**** GIVEN TEXT

- Theatrical release poster
- Directed by: Yoji Yamada
- Written by: Yoji Yamada Akira Miyazaki Yoshitaka Asama
- Starring: Kiyoshi Atsumi Ruriko Asaoka
- Cinematography: Tetsuo Takaba
- Edited by: Iwao Ishii
- Music by: Naozumi Yamamoto
- Distributed by: Shochiku
- Release date: August 4, 1973;
- Running time: 99 minutes
- Country: Japan
- Language: Japanese

= Tora-san's Forget Me Not =

Tora-san's Forget Me Not (男はつらいよ 寅次郎忘れな草, Otoko wa Tsurai yo: Torajirō Wasurenagusa) aka Torasan and his Forget-Me-Not is a 1973 Japanese comedy film directed by Yoji Yamada. It stars Kiyoshi Atsumi as Torajirō Kuruma (Tora-san), and Ruriko Asaoka as his love interest or "Madonna". Tora-san's Forget Me Not is the eleventh entry in the popular, long-running Otoko wa Tsurai yo series.

********
**** SUPPLIED INFORMATION

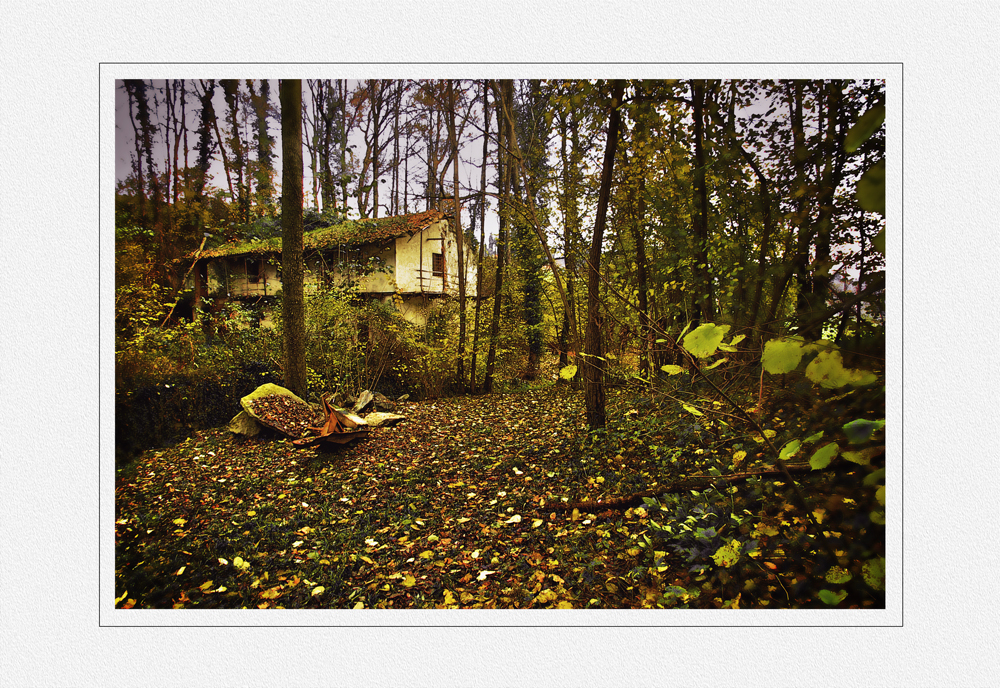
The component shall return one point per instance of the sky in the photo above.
(125, 148)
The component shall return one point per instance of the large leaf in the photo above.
(861, 430)
(704, 340)
(822, 457)
(782, 355)
(873, 572)
(828, 370)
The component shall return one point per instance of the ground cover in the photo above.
(458, 506)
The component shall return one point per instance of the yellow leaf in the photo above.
(546, 596)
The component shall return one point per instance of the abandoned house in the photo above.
(409, 260)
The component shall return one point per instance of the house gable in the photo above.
(418, 250)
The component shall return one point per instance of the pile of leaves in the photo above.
(463, 505)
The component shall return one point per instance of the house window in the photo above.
(253, 271)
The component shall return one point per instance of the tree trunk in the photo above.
(293, 306)
(459, 235)
(594, 368)
(482, 236)
(504, 96)
(705, 309)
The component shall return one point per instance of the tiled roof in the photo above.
(349, 233)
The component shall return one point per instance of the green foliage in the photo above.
(822, 457)
(782, 355)
(871, 189)
(705, 339)
(863, 129)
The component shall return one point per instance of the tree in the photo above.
(265, 147)
(594, 363)
(503, 95)
(293, 305)
(459, 234)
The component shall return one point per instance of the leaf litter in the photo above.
(450, 509)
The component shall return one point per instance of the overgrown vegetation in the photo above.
(740, 317)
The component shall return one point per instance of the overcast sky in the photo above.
(125, 149)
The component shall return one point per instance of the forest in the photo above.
(658, 381)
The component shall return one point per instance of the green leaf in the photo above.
(790, 450)
(873, 571)
(692, 410)
(704, 340)
(861, 430)
(874, 478)
(832, 598)
(863, 129)
(871, 189)
(781, 355)
(838, 575)
(728, 554)
(822, 457)
(862, 458)
(731, 346)
(828, 370)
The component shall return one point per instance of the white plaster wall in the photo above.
(410, 259)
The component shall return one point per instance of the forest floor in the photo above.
(452, 508)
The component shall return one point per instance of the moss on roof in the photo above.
(349, 233)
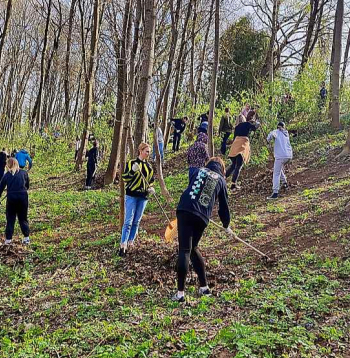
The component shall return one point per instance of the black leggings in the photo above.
(190, 228)
(17, 207)
(235, 167)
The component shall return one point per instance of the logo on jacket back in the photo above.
(204, 185)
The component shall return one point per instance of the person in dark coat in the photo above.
(3, 160)
(93, 158)
(193, 213)
(179, 125)
(17, 182)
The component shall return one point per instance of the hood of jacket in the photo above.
(202, 138)
(215, 167)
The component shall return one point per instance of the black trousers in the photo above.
(91, 172)
(17, 206)
(190, 229)
(176, 141)
(235, 167)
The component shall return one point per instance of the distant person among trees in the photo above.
(225, 128)
(245, 110)
(160, 145)
(193, 213)
(3, 160)
(17, 182)
(23, 157)
(197, 154)
(77, 146)
(179, 125)
(283, 154)
(323, 95)
(137, 192)
(92, 163)
(240, 149)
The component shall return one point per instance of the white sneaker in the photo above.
(26, 241)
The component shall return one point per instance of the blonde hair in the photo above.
(12, 165)
(240, 119)
(220, 161)
(143, 146)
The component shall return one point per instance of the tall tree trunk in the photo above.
(346, 59)
(338, 27)
(124, 45)
(147, 61)
(214, 79)
(6, 24)
(37, 110)
(128, 111)
(67, 60)
(89, 76)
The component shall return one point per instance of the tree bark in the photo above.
(124, 45)
(147, 61)
(214, 79)
(89, 76)
(338, 27)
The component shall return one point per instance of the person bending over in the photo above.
(193, 213)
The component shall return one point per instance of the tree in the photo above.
(214, 79)
(337, 44)
(242, 55)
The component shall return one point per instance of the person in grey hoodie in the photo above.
(283, 154)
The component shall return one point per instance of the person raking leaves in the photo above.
(137, 191)
(17, 182)
(193, 213)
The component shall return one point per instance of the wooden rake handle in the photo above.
(240, 240)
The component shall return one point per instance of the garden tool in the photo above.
(267, 258)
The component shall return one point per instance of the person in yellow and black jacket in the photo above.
(137, 191)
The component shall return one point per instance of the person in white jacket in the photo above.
(283, 153)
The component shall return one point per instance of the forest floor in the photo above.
(70, 295)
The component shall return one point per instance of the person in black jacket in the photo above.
(93, 157)
(3, 159)
(193, 212)
(17, 182)
(179, 125)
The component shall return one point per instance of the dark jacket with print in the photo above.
(206, 186)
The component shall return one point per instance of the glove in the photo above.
(151, 190)
(135, 167)
(229, 230)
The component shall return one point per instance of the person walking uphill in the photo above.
(197, 154)
(93, 158)
(17, 182)
(283, 154)
(137, 191)
(240, 149)
(179, 125)
(193, 213)
(23, 157)
(225, 127)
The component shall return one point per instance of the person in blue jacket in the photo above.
(17, 182)
(23, 157)
(193, 213)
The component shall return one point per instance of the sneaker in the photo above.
(122, 252)
(26, 241)
(273, 196)
(176, 298)
(204, 292)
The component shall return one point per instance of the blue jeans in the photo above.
(134, 208)
(161, 151)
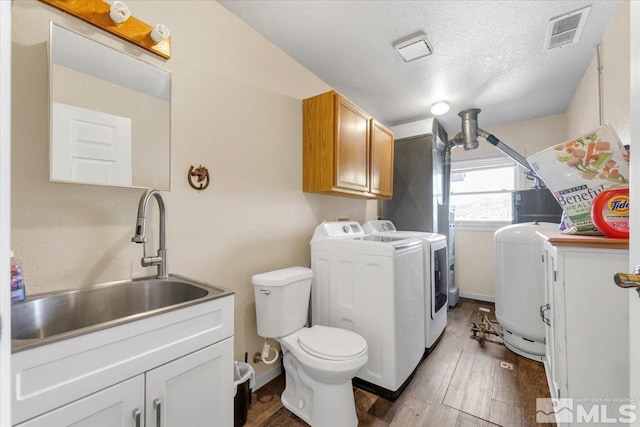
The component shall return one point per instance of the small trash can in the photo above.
(244, 378)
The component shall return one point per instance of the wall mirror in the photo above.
(110, 115)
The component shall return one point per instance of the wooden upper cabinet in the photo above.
(345, 152)
(381, 160)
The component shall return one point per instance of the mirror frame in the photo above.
(138, 84)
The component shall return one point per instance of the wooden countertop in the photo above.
(558, 239)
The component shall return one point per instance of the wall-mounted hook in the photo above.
(202, 174)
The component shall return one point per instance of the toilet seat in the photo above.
(331, 343)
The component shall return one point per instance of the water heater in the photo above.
(520, 282)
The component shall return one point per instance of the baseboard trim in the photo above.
(267, 376)
(479, 297)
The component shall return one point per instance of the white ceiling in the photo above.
(487, 54)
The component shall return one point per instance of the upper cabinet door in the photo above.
(343, 152)
(352, 147)
(381, 160)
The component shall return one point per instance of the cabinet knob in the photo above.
(543, 309)
(157, 405)
(628, 280)
(136, 416)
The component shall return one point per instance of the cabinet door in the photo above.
(195, 390)
(381, 160)
(115, 406)
(352, 147)
(559, 331)
(550, 348)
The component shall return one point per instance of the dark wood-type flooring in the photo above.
(460, 383)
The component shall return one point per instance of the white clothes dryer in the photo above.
(372, 285)
(435, 274)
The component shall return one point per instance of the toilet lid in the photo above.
(331, 343)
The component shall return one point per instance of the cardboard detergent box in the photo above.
(577, 170)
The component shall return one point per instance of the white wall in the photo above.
(582, 114)
(474, 249)
(236, 109)
(5, 212)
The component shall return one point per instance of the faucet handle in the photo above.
(139, 239)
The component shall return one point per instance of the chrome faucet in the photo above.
(140, 237)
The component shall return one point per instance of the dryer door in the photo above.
(439, 282)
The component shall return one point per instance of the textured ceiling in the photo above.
(487, 54)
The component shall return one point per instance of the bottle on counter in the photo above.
(17, 282)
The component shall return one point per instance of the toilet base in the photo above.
(318, 404)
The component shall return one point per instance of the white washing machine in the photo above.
(371, 285)
(435, 274)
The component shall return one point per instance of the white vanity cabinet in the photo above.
(189, 391)
(118, 405)
(587, 317)
(170, 370)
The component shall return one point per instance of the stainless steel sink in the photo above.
(50, 317)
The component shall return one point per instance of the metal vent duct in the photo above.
(565, 30)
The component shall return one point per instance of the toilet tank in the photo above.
(282, 300)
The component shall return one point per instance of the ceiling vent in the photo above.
(413, 47)
(565, 29)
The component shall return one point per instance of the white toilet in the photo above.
(319, 361)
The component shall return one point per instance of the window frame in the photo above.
(480, 162)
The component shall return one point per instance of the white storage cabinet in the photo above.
(587, 321)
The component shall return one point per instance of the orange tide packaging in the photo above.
(577, 170)
(610, 212)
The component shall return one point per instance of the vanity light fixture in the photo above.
(160, 33)
(439, 108)
(413, 47)
(116, 18)
(119, 12)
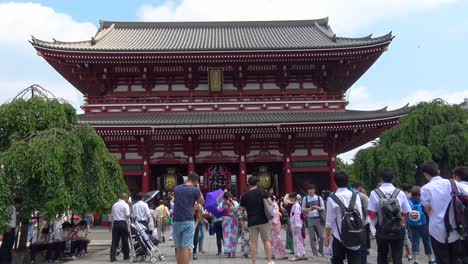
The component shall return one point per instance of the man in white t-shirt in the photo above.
(460, 174)
(120, 216)
(6, 248)
(383, 243)
(312, 205)
(436, 197)
(333, 222)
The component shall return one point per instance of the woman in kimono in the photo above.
(277, 248)
(296, 228)
(230, 224)
(244, 233)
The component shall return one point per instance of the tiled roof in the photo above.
(237, 118)
(214, 36)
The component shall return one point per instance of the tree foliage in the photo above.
(434, 130)
(52, 162)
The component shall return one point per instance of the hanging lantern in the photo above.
(217, 177)
(171, 179)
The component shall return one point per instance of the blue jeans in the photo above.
(201, 237)
(183, 233)
(417, 233)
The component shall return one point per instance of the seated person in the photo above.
(40, 243)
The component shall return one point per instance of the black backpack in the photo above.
(389, 216)
(351, 231)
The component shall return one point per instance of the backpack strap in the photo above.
(454, 192)
(395, 193)
(338, 202)
(380, 193)
(352, 203)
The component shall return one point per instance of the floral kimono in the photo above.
(277, 248)
(230, 227)
(296, 228)
(244, 234)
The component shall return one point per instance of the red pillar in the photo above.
(191, 165)
(145, 180)
(332, 171)
(288, 180)
(242, 183)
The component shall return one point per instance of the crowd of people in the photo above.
(339, 225)
(62, 238)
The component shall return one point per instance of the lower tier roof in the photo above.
(214, 119)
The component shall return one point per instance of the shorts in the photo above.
(263, 229)
(183, 233)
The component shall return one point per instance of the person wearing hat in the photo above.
(289, 239)
(6, 248)
(297, 223)
(313, 205)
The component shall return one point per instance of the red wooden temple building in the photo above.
(223, 99)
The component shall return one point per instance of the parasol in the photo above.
(211, 205)
(150, 195)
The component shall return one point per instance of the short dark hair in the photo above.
(193, 177)
(341, 179)
(357, 184)
(139, 196)
(462, 172)
(18, 200)
(253, 180)
(386, 174)
(415, 191)
(405, 187)
(430, 167)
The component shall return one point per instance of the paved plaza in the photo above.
(99, 252)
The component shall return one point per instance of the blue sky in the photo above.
(426, 60)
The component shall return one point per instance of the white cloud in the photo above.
(18, 21)
(369, 102)
(59, 88)
(346, 16)
(372, 102)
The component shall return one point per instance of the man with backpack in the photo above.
(344, 221)
(418, 224)
(391, 206)
(312, 205)
(365, 246)
(438, 197)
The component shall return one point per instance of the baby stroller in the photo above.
(143, 245)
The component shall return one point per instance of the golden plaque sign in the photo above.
(215, 79)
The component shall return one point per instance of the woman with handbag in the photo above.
(163, 220)
(230, 224)
(277, 248)
(297, 223)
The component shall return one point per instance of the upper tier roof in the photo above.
(213, 36)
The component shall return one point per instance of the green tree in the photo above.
(346, 167)
(52, 162)
(434, 130)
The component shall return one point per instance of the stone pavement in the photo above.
(99, 252)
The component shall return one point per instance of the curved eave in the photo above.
(38, 45)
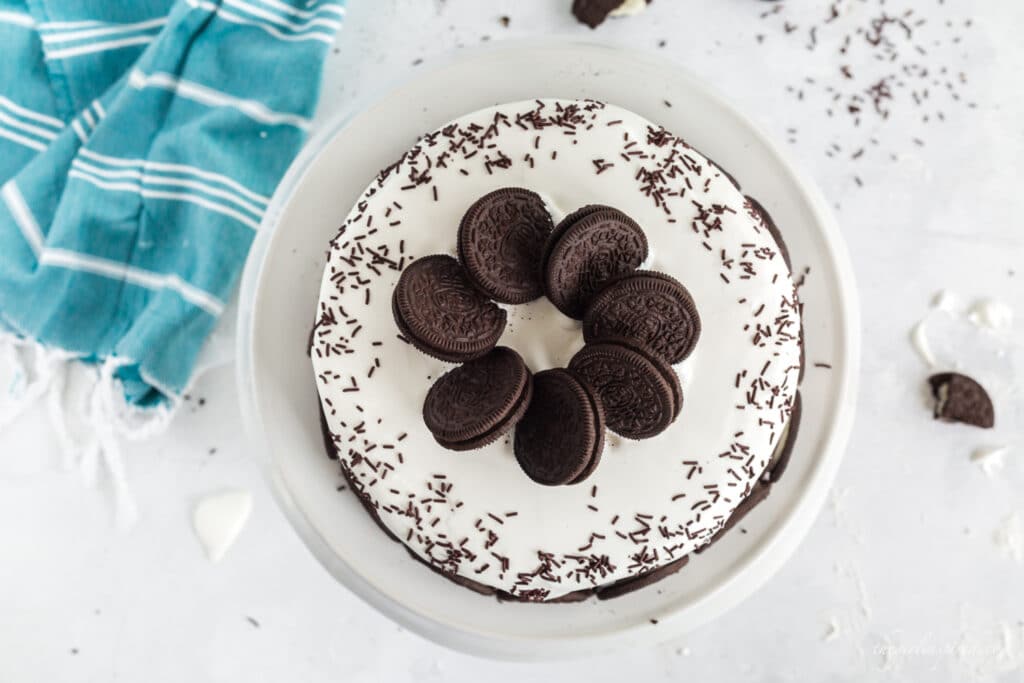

********

Please reproduce the Tora-san's Forget Me Not film entry above in full, word for word.

- **OUTPUT OF THE TASK**:
- Theatrical release poster
- Directed by: Yoji Yamada
- Written by: Yoji Yamada Akira Miyazaki Yoshitaka Asama
- Starring: Kiyoshi Atsumi Ruriko Asaoka
- Cinematography: Tetsuo Takaba
- Edited by: Iwao Ishii
- Music by: Naozumi Yamamoto
- Distributed by: Shochiku
- Release date: August 4, 1973;
- Running time: 99 minutes
- Country: Japan
- Language: Japanese

= Tora-san's Forget Me Not =

Tora-san's Forget Me Not (男はつらいよ 寅次郎忘れな草, Otoko wa Tsurai yo: Torajirō Wasurenagusa) aka Torasan and his Forget-Me-Not is a 1973 Japanese comedy film directed by Yoji Yamada. It stars Kiyoshi Atsumi as Torajirō Kuruma (Tora-san), and Ruriko Asaoka as his love interest or "Madonna". Tora-san's Forget Me Not is the eleventh entry in the popular, long-running Otoko wa Tsurai yo series.